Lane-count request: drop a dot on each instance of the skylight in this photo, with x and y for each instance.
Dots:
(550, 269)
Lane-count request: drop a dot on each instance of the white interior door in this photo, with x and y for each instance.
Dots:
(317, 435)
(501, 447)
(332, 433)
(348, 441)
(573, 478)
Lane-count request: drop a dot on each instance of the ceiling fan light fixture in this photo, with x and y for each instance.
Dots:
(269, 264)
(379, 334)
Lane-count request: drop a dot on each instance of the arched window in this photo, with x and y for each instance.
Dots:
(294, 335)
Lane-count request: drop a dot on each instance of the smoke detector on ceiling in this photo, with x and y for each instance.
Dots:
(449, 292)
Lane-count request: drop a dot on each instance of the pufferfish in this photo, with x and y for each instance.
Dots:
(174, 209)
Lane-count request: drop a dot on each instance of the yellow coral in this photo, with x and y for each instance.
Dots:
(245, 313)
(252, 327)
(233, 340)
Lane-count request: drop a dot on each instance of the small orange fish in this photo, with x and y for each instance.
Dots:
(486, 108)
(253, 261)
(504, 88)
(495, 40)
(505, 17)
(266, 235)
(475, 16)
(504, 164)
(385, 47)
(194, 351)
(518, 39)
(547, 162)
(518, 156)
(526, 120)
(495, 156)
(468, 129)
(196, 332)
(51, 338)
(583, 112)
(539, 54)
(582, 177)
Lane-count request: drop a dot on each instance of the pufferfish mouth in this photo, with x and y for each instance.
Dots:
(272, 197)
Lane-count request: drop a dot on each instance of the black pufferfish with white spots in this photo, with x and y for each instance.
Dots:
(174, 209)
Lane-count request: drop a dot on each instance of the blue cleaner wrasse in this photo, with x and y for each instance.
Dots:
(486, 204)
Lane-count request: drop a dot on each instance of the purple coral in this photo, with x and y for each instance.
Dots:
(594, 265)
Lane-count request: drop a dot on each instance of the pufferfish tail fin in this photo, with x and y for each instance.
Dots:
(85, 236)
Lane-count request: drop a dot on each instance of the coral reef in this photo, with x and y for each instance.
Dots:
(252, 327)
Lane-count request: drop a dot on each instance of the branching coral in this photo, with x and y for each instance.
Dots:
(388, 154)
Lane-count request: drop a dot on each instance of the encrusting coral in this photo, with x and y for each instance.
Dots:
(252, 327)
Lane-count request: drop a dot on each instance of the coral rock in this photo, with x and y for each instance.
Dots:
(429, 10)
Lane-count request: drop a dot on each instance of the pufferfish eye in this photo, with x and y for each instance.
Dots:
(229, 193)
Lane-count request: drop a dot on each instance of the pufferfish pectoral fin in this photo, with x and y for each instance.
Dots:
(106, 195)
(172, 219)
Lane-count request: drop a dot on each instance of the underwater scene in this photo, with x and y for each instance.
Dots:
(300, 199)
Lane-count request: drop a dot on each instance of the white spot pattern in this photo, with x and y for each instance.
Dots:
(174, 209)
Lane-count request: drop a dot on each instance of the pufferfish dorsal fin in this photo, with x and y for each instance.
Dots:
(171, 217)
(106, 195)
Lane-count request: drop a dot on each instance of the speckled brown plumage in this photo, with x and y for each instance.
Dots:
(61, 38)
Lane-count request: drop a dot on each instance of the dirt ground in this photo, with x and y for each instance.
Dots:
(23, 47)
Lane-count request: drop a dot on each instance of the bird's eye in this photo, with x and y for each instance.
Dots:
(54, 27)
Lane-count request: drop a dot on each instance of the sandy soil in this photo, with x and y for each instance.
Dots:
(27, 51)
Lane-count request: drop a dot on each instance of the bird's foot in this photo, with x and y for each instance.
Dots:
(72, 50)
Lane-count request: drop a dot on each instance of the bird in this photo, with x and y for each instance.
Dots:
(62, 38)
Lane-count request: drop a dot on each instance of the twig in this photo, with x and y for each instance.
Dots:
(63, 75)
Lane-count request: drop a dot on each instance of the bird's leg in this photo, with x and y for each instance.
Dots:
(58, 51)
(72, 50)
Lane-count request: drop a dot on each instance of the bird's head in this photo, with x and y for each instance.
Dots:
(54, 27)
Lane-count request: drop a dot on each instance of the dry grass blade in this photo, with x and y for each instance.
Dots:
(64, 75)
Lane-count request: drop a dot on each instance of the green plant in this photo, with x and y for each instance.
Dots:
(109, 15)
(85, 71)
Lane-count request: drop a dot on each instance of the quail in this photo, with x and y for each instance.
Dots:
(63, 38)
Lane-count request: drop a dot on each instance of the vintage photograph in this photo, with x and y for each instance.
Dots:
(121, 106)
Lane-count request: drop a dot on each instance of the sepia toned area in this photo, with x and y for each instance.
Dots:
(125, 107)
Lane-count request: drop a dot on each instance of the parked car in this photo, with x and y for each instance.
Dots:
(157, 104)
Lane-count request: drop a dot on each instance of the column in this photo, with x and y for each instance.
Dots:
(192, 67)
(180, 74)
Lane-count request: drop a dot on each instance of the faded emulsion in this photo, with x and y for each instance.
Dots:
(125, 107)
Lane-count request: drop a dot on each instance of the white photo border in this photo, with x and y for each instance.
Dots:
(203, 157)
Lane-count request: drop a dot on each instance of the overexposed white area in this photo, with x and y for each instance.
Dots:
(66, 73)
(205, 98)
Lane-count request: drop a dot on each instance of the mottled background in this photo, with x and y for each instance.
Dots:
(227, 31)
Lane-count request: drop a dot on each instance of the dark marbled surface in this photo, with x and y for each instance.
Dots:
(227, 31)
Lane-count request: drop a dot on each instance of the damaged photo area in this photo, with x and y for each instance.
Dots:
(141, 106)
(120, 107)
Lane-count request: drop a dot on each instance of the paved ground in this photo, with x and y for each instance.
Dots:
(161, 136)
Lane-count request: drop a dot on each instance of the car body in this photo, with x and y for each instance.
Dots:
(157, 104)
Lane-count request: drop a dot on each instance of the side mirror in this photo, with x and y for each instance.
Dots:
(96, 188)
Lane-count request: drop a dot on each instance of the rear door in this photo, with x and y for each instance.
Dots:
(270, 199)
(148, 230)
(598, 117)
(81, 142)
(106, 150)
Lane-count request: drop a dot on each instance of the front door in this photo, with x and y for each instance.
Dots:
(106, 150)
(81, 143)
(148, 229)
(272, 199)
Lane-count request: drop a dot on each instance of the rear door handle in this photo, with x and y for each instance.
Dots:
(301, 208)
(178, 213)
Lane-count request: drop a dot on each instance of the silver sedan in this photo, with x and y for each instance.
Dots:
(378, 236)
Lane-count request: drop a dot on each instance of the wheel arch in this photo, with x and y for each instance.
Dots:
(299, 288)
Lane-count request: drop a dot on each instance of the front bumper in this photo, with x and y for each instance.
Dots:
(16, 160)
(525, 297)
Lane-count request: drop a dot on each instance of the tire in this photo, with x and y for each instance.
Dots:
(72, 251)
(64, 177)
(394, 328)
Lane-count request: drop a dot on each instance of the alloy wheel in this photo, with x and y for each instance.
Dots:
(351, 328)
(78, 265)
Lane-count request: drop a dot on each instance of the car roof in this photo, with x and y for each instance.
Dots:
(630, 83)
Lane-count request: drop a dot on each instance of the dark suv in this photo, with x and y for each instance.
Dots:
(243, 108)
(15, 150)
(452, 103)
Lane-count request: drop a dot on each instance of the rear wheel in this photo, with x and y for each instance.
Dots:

Goal: Please rewrite all of the data above as a numbered list with one line per item, leaving out any blank lines.

Task response:
1. Lane-count request: drop a dot on each instance of the skylight in this photo, with x and y for each instance.
2. Dots:
3. (550, 269)
4. Lane-count request: drop a dot on each instance of the white interior door in this photo, with x and y for each instance.
5. Dots:
6. (317, 435)
7. (501, 447)
8. (332, 433)
9. (348, 441)
10. (573, 478)
11. Lane-count request: drop a dot on each instance of the ceiling fan light fixture in this photo, with x and y for each instance.
12. Dots:
13. (269, 264)
14. (379, 334)
15. Lane-count request: drop a dot on each instance of the arched window in this photo, with x and y for each instance.
16. Dots:
17. (294, 335)
18. Lane-count request: drop a dot on each instance of the smoke detector on ceiling in this photo, with x and y for each instance.
19. Dots:
20. (449, 292)
21. Lane-count request: drop a dot on each instance of the pufferfish in this photo, with x and y for each instance.
22. Dots:
23. (174, 209)
24. Lane-count request: drop a dot on each instance of the yellow coral in this photo, with x and y for each instance.
25. Dots:
26. (245, 313)
27. (252, 327)
28. (233, 340)
29. Lane-count request: drop a dot on each instance of the small orange fish in this photo, with x and y for each instance.
30. Dots:
31. (486, 108)
32. (253, 261)
33. (504, 88)
34. (495, 40)
35. (505, 17)
36. (266, 235)
37. (475, 16)
38. (504, 164)
39. (385, 47)
40. (194, 351)
41. (518, 39)
42. (547, 162)
43. (518, 156)
44. (526, 120)
45. (495, 156)
46. (468, 129)
47. (196, 332)
48. (51, 338)
49. (583, 112)
50. (539, 54)
51. (582, 177)
52. Lane-count request: drop a dot on each instance of the pufferfish mouth in this photo, with x and y for each instance.
53. Dots:
54. (272, 197)
55. Lane-count request: drop a dot on each instance of the black pufferfish with white spots in this photo, with x and y for each instance.
56. Dots:
57. (174, 209)
58. Lane-count request: drop a dot on each instance of the blue cleaner wrasse in this photo, with x and y for each instance.
59. Dots:
60. (486, 204)
61. Lane-count request: drop a dot on each instance of the purple coral in this photo, with x and y for each instance.
62. Dots:
63. (594, 265)
64. Lane-count request: drop a dot on each instance of the pufferfish tail fin in this photo, with x and y for each instance.
65. Dots:
66. (85, 236)
67. Lane-count request: drop a dot on each instance of the coral reef in this photo, with x and y for each instance.
68. Dots:
69. (252, 327)
70. Lane-count request: drop a dot on each instance of the branching coral in this photo, with x and y for each instance.
71. Dots:
72. (388, 154)
73. Lane-count request: drop a dot on each instance of the encrusting coral in this photo, with x and y for each instance.
74. Dots:
75. (252, 327)
76. Lane-count request: drop a dot on each instance of the coral rock in this photo, with x and y for each instance.
77. Dots:
78. (429, 10)
79. Lane-count request: drop a dot on each instance of the pufferfish eye in this photo, with x and y for each instance.
80. Dots:
81. (229, 193)
82. Lane-count request: drop a dot on each instance of the pufferfish pectoral fin in this photo, with x and y for each instance.
83. Dots:
84. (106, 195)
85. (172, 219)
86. Lane-count request: drop a dot on each instance of the underwater scene in this photo, with x and y for each instance.
87. Dots:
88. (300, 199)
89. Lane-count request: drop a dot on each instance of the white spot pattern in this photo, with x and y for each instance.
90. Dots:
91. (174, 209)
92. Lane-count request: drop a dot on each instance of the pufferfish dorsal fin in this photo, with x and y for each instance.
93. Dots:
94. (171, 217)
95. (106, 195)
96. Lane-count request: drop a dot on each instance of the speckled brown plumage in this photo, with x and y for each instance.
97. Dots:
98. (61, 38)
99. Lane-count request: drop a dot on each instance of the dirt ground in this photo, with x and y for each instance.
100. Dots:
101. (23, 47)
102. Lane-count request: drop a dot on each instance of the bird's eye in this photo, with x and y for each instance.
103. Dots:
104. (54, 27)
105. Lane-count request: drop a dot on each instance of the sandy soil in this photo, with x and y for each instance.
106. Dots:
107. (27, 51)
108. Lane-count request: drop a dot on each instance of the bird's foot in this photo, with x and y for each instance.
109. Dots:
110. (72, 50)
111. Lane-count request: drop a dot on each instance of the bird in this photo, with x and y for each instance.
112. Dots:
113. (62, 38)
114. Lane-count request: drop a dot on each instance of the twig in this photo, with x and y for each instance.
115. Dots:
116. (63, 75)
117. Lane-count request: drop a dot on each instance of the bird's leg in this photo, with x and y for each instance.
118. Dots:
119. (58, 51)
120. (72, 50)
121. Lane-count request: drop a dot on each instance of the bird's head in this photo, with x and y for each instance.
122. Dots:
123. (54, 27)
124. Lane-count request: drop a dot on each instance of the dry grass blade in this photo, with x and y for each instance.
125. Dots:
126. (64, 75)
127. Lane-count request: drop a dot on each instance of the green plant in this photo, with x and y for each instance.
128. Dots:
129. (109, 15)
130. (85, 71)
131. Lane-count request: drop a dot on each instance of the quail in this photo, with x and y for each instance.
132. Dots:
133. (63, 38)
134. Lane-count request: drop a dot on each instance of the vintage photograph in this photo, with x and y for each instance.
135. Dots:
136. (121, 106)
137. Lane-count request: drop a dot on each instance of the sepia toned area in this photo, with x and y for each instance.
138. Dots:
139. (125, 107)
140. Lane-count request: drop a dot on each instance of the parked car in this photo, with x and y for each instance.
141. Dots:
142. (157, 104)
143. Lane-count request: drop a dot on each instance of the column in this photo, with x and y for each instance.
144. Dots:
145. (192, 67)
146. (180, 74)
147. Lane-count request: drop a dot on each instance of the faded emulsion in this photo, with x and y for each instance.
148. Dots:
149. (125, 107)
150. Lane-count request: drop a dot on each instance of the white photo border in this photo, with x and y for each instance.
151. Dots:
152. (203, 157)
153. Lane-count request: drop a dot on each instance of the overexposed white area in this photo, with x and y for each instance.
154. Dots:
155. (66, 73)
156. (205, 98)
157. Lane-count request: drop a dot on each instance of the mottled background in this photo, with x and y for each instance.
158. Dots:
159. (227, 31)
160. Lane-count request: drop a dot on each instance of the dark marbled surface in this photo, with x and y for each instance.
161. Dots:
162. (227, 31)
163. Lane-count request: drop a dot on each instance of the damaged photo area in this photo, with x and y for each instance.
164. Dots:
165. (141, 106)
166. (120, 107)
167. Lane-count request: drop a dot on each instance of the paved ground in this photo, with x and y for each instance.
168. Dots:
169. (161, 136)
170. Lane-count request: drop a dot on each instance of the car body in this photo, with x and y for each instance.
171. Dots:
172. (157, 104)
173. Lane-count request: drop a dot on each instance of the side mirror in this photo, with x and y for each instance.
174. Dots:
175. (96, 188)
176. Lane-count request: drop a dot on each instance of the rear door in this photo, with x and y for each instance.
177. Dots:
178. (270, 199)
179. (148, 230)
180. (598, 117)
181. (81, 142)
182. (106, 150)
183. Lane-count request: drop a dot on each instance of the front door in this photo, with x and y for each instance.
184. Dots:
185. (106, 150)
186. (81, 143)
187. (148, 229)
188. (272, 199)
189. Lane-count request: drop a dot on each instance of the rear door handle in this photo, with x and y for each instance.
190. Dots:
191. (301, 208)
192. (178, 213)
193. Lane-count request: drop a dot on each instance of the silver sedan in this photo, with x and y for each instance.
194. Dots:
195. (378, 236)
196. Lane-count request: drop a dot on each instance of the wheel arch in this photo, with x and y for each instance.
197. Dots:
198. (299, 288)
199. Lane-count request: drop a dot on each instance of the front bumper in this photo, with x and y for each instance.
200. Dots:
201. (16, 160)
202. (525, 297)
203. Lane-count request: drop a dot on each instance of the tire in this photo, with x and y for each instance.
204. Dots:
205. (72, 251)
206. (64, 177)
207. (394, 328)
208. Lane-count request: drop a dot on each instance of the alloy wheel in this photo, with x and y for each instance.
209. Dots:
210. (351, 328)
211. (78, 265)
212. Lane-count request: drop a dot on each instance of the car roof in this photo, with x and y for each instance.
213. Dots:
214. (630, 83)
215. Lane-count request: drop a dot on each instance of the dark suv in this photo, with x and y for each instance.
216. Dots:
217. (243, 108)
218. (15, 150)
219. (452, 103)
220. Lane-count request: drop a dot on each instance of the rear wheel in this photo, with x and y for each instance.
221. Dots:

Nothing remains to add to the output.